(Saved data entries)
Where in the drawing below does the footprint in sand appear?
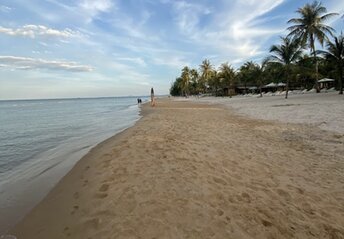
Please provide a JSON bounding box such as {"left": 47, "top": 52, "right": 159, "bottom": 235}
{"left": 217, "top": 209, "right": 224, "bottom": 216}
{"left": 63, "top": 226, "right": 71, "bottom": 237}
{"left": 84, "top": 217, "right": 102, "bottom": 229}
{"left": 241, "top": 192, "right": 251, "bottom": 203}
{"left": 99, "top": 183, "right": 109, "bottom": 192}
{"left": 262, "top": 219, "right": 273, "bottom": 227}
{"left": 70, "top": 205, "right": 79, "bottom": 215}
{"left": 213, "top": 176, "right": 227, "bottom": 186}
{"left": 276, "top": 189, "right": 292, "bottom": 201}
{"left": 95, "top": 193, "right": 108, "bottom": 199}
{"left": 94, "top": 184, "right": 110, "bottom": 199}
{"left": 82, "top": 179, "right": 88, "bottom": 187}
{"left": 73, "top": 192, "right": 79, "bottom": 199}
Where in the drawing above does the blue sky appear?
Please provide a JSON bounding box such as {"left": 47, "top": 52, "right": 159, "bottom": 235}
{"left": 0, "top": 0, "right": 343, "bottom": 99}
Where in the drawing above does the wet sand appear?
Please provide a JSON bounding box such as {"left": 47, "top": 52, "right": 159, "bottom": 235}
{"left": 11, "top": 98, "right": 344, "bottom": 238}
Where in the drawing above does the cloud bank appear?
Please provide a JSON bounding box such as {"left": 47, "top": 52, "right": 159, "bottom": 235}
{"left": 0, "top": 56, "right": 93, "bottom": 72}
{"left": 0, "top": 25, "right": 81, "bottom": 39}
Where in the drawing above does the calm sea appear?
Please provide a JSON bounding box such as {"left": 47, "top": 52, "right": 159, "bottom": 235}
{"left": 0, "top": 96, "right": 146, "bottom": 233}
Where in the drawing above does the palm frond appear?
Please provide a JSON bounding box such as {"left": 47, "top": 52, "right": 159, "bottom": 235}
{"left": 320, "top": 12, "right": 339, "bottom": 21}
{"left": 287, "top": 18, "right": 303, "bottom": 24}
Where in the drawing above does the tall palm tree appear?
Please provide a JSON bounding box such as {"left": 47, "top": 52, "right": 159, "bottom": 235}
{"left": 181, "top": 66, "right": 190, "bottom": 97}
{"left": 189, "top": 68, "right": 199, "bottom": 95}
{"left": 269, "top": 36, "right": 303, "bottom": 99}
{"left": 287, "top": 1, "right": 338, "bottom": 92}
{"left": 199, "top": 59, "right": 213, "bottom": 93}
{"left": 317, "top": 33, "right": 344, "bottom": 94}
{"left": 219, "top": 62, "right": 236, "bottom": 97}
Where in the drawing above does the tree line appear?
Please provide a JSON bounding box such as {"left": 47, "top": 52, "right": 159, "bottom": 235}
{"left": 170, "top": 1, "right": 344, "bottom": 99}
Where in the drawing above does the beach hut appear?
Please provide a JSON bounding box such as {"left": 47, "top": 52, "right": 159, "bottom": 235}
{"left": 277, "top": 82, "right": 286, "bottom": 87}
{"left": 318, "top": 78, "right": 335, "bottom": 89}
{"left": 277, "top": 82, "right": 286, "bottom": 91}
{"left": 265, "top": 82, "right": 278, "bottom": 88}
{"left": 262, "top": 82, "right": 278, "bottom": 93}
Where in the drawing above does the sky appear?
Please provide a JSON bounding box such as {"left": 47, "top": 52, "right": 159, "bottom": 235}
{"left": 0, "top": 0, "right": 343, "bottom": 100}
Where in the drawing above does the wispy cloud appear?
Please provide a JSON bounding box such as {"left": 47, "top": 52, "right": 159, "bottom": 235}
{"left": 0, "top": 56, "right": 93, "bottom": 72}
{"left": 0, "top": 5, "right": 11, "bottom": 13}
{"left": 151, "top": 54, "right": 190, "bottom": 69}
{"left": 79, "top": 0, "right": 114, "bottom": 22}
{"left": 168, "top": 0, "right": 285, "bottom": 64}
{"left": 171, "top": 1, "right": 212, "bottom": 33}
{"left": 0, "top": 25, "right": 82, "bottom": 39}
{"left": 116, "top": 57, "right": 147, "bottom": 67}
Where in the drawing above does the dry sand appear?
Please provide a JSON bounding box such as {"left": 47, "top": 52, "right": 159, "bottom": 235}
{"left": 11, "top": 98, "right": 344, "bottom": 238}
{"left": 194, "top": 92, "right": 344, "bottom": 134}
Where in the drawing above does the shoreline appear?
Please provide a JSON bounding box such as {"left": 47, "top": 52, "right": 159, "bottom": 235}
{"left": 1, "top": 103, "right": 144, "bottom": 234}
{"left": 8, "top": 102, "right": 152, "bottom": 236}
{"left": 9, "top": 98, "right": 344, "bottom": 238}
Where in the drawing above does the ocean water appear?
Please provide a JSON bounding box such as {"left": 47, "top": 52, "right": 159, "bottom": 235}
{"left": 0, "top": 97, "right": 146, "bottom": 232}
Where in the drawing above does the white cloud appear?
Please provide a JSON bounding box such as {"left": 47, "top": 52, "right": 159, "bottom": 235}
{"left": 0, "top": 25, "right": 81, "bottom": 39}
{"left": 0, "top": 56, "right": 93, "bottom": 72}
{"left": 170, "top": 0, "right": 285, "bottom": 63}
{"left": 79, "top": 0, "right": 114, "bottom": 21}
{"left": 169, "top": 1, "right": 212, "bottom": 34}
{"left": 0, "top": 5, "right": 11, "bottom": 13}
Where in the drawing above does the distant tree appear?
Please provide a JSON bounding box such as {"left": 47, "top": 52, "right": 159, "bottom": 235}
{"left": 287, "top": 0, "right": 338, "bottom": 92}
{"left": 189, "top": 68, "right": 199, "bottom": 94}
{"left": 263, "top": 61, "right": 284, "bottom": 85}
{"left": 295, "top": 54, "right": 317, "bottom": 89}
{"left": 181, "top": 66, "right": 191, "bottom": 96}
{"left": 269, "top": 36, "right": 303, "bottom": 99}
{"left": 317, "top": 33, "right": 344, "bottom": 94}
{"left": 208, "top": 70, "right": 220, "bottom": 96}
{"left": 170, "top": 77, "right": 183, "bottom": 96}
{"left": 219, "top": 62, "right": 236, "bottom": 97}
{"left": 254, "top": 59, "right": 269, "bottom": 97}
{"left": 237, "top": 61, "right": 257, "bottom": 94}
{"left": 199, "top": 59, "right": 214, "bottom": 93}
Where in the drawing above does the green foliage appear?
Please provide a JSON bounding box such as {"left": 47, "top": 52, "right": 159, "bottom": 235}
{"left": 170, "top": 77, "right": 183, "bottom": 96}
{"left": 317, "top": 33, "right": 344, "bottom": 93}
{"left": 287, "top": 1, "right": 338, "bottom": 90}
{"left": 169, "top": 1, "right": 342, "bottom": 97}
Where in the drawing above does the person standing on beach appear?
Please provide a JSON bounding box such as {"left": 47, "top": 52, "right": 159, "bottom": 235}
{"left": 151, "top": 87, "right": 155, "bottom": 107}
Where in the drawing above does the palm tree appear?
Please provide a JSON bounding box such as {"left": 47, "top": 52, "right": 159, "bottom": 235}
{"left": 199, "top": 59, "right": 213, "bottom": 93}
{"left": 181, "top": 66, "right": 191, "bottom": 97}
{"left": 269, "top": 36, "right": 303, "bottom": 99}
{"left": 287, "top": 1, "right": 338, "bottom": 92}
{"left": 317, "top": 33, "right": 344, "bottom": 94}
{"left": 208, "top": 70, "right": 221, "bottom": 96}
{"left": 189, "top": 68, "right": 199, "bottom": 95}
{"left": 219, "top": 62, "right": 236, "bottom": 97}
{"left": 253, "top": 59, "right": 269, "bottom": 97}
{"left": 238, "top": 61, "right": 256, "bottom": 94}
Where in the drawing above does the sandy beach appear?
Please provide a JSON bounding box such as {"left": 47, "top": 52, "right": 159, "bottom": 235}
{"left": 10, "top": 97, "right": 344, "bottom": 238}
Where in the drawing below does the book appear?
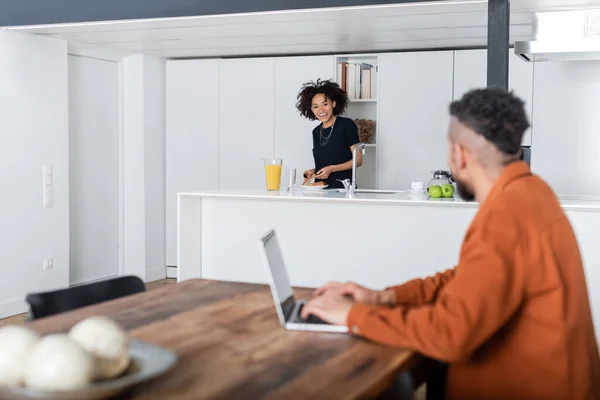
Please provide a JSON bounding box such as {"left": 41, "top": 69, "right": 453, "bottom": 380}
{"left": 337, "top": 61, "right": 378, "bottom": 100}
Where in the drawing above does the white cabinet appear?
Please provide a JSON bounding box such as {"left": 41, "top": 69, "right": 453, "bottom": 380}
{"left": 166, "top": 59, "right": 219, "bottom": 267}
{"left": 378, "top": 51, "right": 455, "bottom": 190}
{"left": 219, "top": 58, "right": 275, "bottom": 189}
{"left": 531, "top": 61, "right": 600, "bottom": 195}
{"left": 274, "top": 56, "right": 334, "bottom": 178}
{"left": 453, "top": 49, "right": 533, "bottom": 146}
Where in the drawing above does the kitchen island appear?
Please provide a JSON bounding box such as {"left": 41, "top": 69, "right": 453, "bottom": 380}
{"left": 178, "top": 188, "right": 479, "bottom": 286}
{"left": 177, "top": 188, "right": 600, "bottom": 339}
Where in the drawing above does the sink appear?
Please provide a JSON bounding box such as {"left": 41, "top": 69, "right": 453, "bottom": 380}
{"left": 329, "top": 189, "right": 404, "bottom": 195}
{"left": 356, "top": 189, "right": 402, "bottom": 194}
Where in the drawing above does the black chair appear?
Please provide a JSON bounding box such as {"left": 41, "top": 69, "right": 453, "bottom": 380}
{"left": 425, "top": 361, "right": 448, "bottom": 400}
{"left": 377, "top": 357, "right": 447, "bottom": 400}
{"left": 377, "top": 371, "right": 416, "bottom": 400}
{"left": 25, "top": 275, "right": 146, "bottom": 320}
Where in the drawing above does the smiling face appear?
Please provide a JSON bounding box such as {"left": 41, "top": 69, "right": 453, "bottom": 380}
{"left": 311, "top": 93, "right": 336, "bottom": 124}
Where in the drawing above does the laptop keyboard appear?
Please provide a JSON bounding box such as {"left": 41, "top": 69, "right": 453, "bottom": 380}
{"left": 297, "top": 304, "right": 329, "bottom": 325}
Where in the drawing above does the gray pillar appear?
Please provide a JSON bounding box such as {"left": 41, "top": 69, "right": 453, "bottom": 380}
{"left": 487, "top": 0, "right": 510, "bottom": 89}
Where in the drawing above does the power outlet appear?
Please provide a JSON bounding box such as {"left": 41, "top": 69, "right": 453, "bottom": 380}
{"left": 44, "top": 257, "right": 53, "bottom": 270}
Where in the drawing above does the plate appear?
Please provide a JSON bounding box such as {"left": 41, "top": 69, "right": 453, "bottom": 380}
{"left": 0, "top": 339, "right": 177, "bottom": 400}
{"left": 301, "top": 184, "right": 329, "bottom": 190}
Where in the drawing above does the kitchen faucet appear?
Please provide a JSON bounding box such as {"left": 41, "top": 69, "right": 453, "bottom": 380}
{"left": 339, "top": 142, "right": 366, "bottom": 195}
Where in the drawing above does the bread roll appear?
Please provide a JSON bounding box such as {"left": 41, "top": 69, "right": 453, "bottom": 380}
{"left": 69, "top": 316, "right": 130, "bottom": 380}
{"left": 24, "top": 334, "right": 94, "bottom": 390}
{"left": 0, "top": 325, "right": 40, "bottom": 386}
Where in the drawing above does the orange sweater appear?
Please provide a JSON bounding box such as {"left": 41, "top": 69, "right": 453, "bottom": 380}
{"left": 347, "top": 161, "right": 600, "bottom": 400}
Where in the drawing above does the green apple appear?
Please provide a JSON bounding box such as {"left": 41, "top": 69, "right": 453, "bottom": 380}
{"left": 428, "top": 185, "right": 442, "bottom": 198}
{"left": 441, "top": 184, "right": 455, "bottom": 198}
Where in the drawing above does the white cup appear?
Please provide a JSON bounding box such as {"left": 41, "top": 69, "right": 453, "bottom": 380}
{"left": 411, "top": 181, "right": 424, "bottom": 191}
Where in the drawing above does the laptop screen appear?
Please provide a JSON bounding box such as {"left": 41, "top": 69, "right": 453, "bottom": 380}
{"left": 260, "top": 230, "right": 295, "bottom": 321}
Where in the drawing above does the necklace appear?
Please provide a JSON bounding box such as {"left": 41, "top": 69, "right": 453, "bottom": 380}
{"left": 320, "top": 122, "right": 335, "bottom": 147}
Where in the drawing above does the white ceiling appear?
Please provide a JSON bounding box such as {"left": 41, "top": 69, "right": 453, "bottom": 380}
{"left": 6, "top": 0, "right": 600, "bottom": 58}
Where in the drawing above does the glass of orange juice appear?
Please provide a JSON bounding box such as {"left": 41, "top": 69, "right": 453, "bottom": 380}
{"left": 263, "top": 158, "right": 283, "bottom": 191}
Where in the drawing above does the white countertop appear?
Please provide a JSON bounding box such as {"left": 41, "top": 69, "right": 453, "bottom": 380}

▶ **Task instructions**:
Beginning at the line above with "Where in the drawing above does the person" and finishing at the line with "Where in the drawing above does the palm tree", return each line exactly and return nothing else.

▶ **Response to this exercise**:
Where in the drawing above does the person standing on beach appear?
Please provide a JSON bounding box such as {"left": 47, "top": 52, "right": 159, "bottom": 235}
{"left": 151, "top": 87, "right": 155, "bottom": 107}
Where in the drawing above does the palm tree appear?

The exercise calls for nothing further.